Confirms Lance v4.0.0 has row-level CAS for merge_insert only when the join-key column carries lance-schema:unenforced-primary-key=true. Our __manifest schema does not, so the publisher silently allows duplicate object_id rows under concurrent writers. Note + reproducible scratch crate select the layered (pre-check + row-level CAS) approach for the publisher API ticket.
8.3 KiB
MergeInsertBuilder CAS granularity (Lance 4.0.0)
Status: investigated (2026-04-28)
Consumed by: publisher per-table version API ticket — see "Implication" below.
Companion ticket: zombie-run investigation, Prerequisite section under "The demotion".
Repro: .context/scratch/merge-insert-cas-repro/ — cargo test --release -- --nocapture. Both tests pass against lance = "=4.0.0", demonstrating the answer.
TL;DR
Lance v4.0.0 supports row-level CAS for MergeInsertBuilder — but only when the join-key columns are annotated lance-schema:unenforced-primary-key=true. Without that annotation, two concurrent execute_reader() calls inserting the same key into disjoint fragments both succeed silently, producing duplicate rows under the same key.
Our __manifest schema (crates/omnigraph/src/db/manifest/state.rs:44-60) does not carry that annotation, so today's GraphNamespacePublisher::publish has no row-level CAS protection. The TOCTOU window between load_publish_state and the merge-insert commit is open — two concurrent publishers computing the same (table_key, table_version) row both land it.

* **RECORD EXTRACTS**:
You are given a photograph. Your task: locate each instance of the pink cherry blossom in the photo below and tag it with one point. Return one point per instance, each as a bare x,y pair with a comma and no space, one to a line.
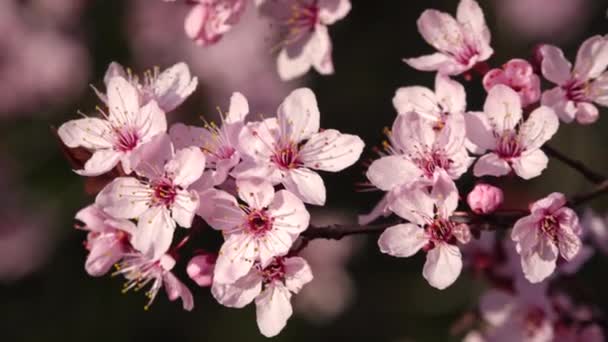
430,229
513,144
461,42
271,287
169,88
107,241
596,228
209,20
141,270
449,98
200,268
285,149
159,199
519,75
549,231
306,42
526,315
484,198
420,149
264,228
580,87
220,144
122,133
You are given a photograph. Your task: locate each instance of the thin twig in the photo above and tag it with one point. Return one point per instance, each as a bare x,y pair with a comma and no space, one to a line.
584,170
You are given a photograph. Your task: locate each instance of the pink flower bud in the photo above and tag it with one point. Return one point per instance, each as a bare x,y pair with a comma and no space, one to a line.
484,198
200,269
519,75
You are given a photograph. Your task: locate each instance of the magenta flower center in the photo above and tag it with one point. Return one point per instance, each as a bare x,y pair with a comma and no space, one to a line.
533,320
274,272
576,90
429,162
126,139
164,192
304,17
286,158
548,226
259,222
440,230
509,146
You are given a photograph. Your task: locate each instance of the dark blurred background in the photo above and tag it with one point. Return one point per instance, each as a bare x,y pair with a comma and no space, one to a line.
51,50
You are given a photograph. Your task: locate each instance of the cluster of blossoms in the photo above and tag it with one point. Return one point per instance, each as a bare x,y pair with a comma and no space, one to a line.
304,41
252,180
248,179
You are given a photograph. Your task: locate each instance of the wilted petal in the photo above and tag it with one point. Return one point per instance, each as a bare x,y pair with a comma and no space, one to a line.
443,265
331,151
273,309
402,240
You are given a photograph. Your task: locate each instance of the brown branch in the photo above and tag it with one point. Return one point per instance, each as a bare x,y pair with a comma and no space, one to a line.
496,221
577,165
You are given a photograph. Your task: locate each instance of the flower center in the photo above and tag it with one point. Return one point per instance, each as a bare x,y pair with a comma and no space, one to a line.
533,320
303,17
439,230
429,162
576,90
274,272
286,158
548,226
509,145
259,222
164,192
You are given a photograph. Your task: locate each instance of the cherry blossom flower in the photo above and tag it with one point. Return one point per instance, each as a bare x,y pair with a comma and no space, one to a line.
549,231
220,144
121,135
519,75
209,20
596,228
419,150
141,270
306,41
449,98
107,241
158,200
264,228
430,230
169,88
526,315
200,268
484,198
271,287
512,143
461,43
579,87
285,149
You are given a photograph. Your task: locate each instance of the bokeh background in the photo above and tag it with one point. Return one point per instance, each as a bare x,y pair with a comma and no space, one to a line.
51,50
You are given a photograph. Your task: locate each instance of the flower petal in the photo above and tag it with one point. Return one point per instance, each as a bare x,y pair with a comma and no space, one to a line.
555,67
402,240
530,164
273,309
443,265
122,198
240,293
491,165
331,151
298,116
503,108
306,184
154,232
91,133
256,192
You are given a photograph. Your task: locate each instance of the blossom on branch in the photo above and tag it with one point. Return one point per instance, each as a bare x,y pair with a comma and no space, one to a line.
461,42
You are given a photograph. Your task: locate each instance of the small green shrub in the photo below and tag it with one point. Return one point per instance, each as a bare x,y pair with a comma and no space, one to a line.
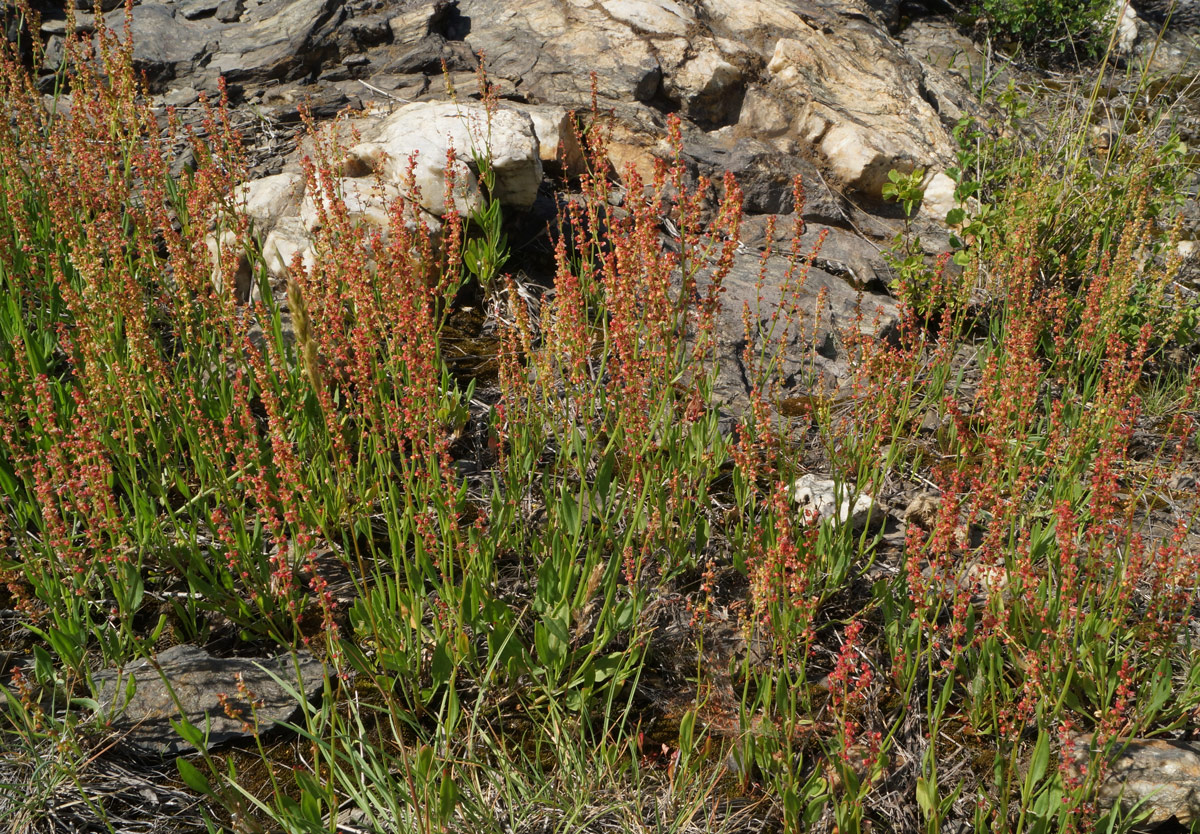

* **TASKS TO COMPLETE**:
1 – In the CAS granularity note, which annotation must the join-key columns carry for Lance v4.0.0 to give MergeInsertBuilder row-level CAS?
2 – Reproduce word for word the part of the CAS granularity note starting with "Status: investigated (2026-04-28)" and going on through "demonstrating the answer.".

* **LIST OF SOLUTIONS**:
1 – lance-schema:unenforced-primary-key=true

2 –
Status: investigated (2026-04-28)
Consumed by: publisher per-table version API ticket — see "Implication" below.
Companion ticket: zombie-run investigation, Prerequisite section under "The demotion".
Repro: .context/scratch/merge-insert-cas-repro/ — cargo test --release -- --nocapture. Both tests pass against lance = "=4.0.0", demonstrating the answer.